- **Task instructions**: Rewrite the lines of the listing below, from the line with "Point to the white wall." through the line with "Point to the flower bouquet.", as a Markdown table with the columns Row and Line. Number each line in Row and leave out blank lines.

## Begin Task input

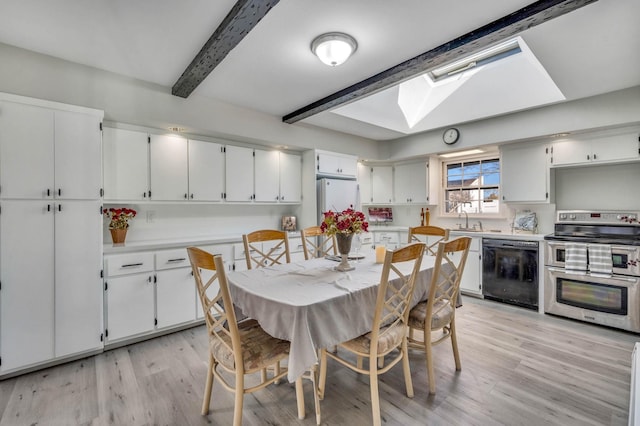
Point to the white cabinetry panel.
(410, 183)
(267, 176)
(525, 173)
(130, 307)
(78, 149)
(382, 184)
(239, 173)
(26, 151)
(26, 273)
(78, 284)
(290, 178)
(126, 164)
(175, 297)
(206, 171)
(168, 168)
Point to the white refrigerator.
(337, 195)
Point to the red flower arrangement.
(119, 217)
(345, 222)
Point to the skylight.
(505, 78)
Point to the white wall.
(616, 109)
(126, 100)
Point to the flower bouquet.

## End Task input
## Begin Task input

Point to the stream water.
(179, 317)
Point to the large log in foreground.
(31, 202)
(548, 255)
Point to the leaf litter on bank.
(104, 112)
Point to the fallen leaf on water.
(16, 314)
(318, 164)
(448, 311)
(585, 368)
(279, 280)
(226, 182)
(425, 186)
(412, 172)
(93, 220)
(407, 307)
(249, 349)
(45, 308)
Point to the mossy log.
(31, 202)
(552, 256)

## End Task input

- **Response to the exercise**:
| Row | Line |
|---|---|
| 1 | Point to the white wall. |
| 2 | (616, 109) |
| 3 | (126, 100) |
| 4 | Point to the flower bouquet. |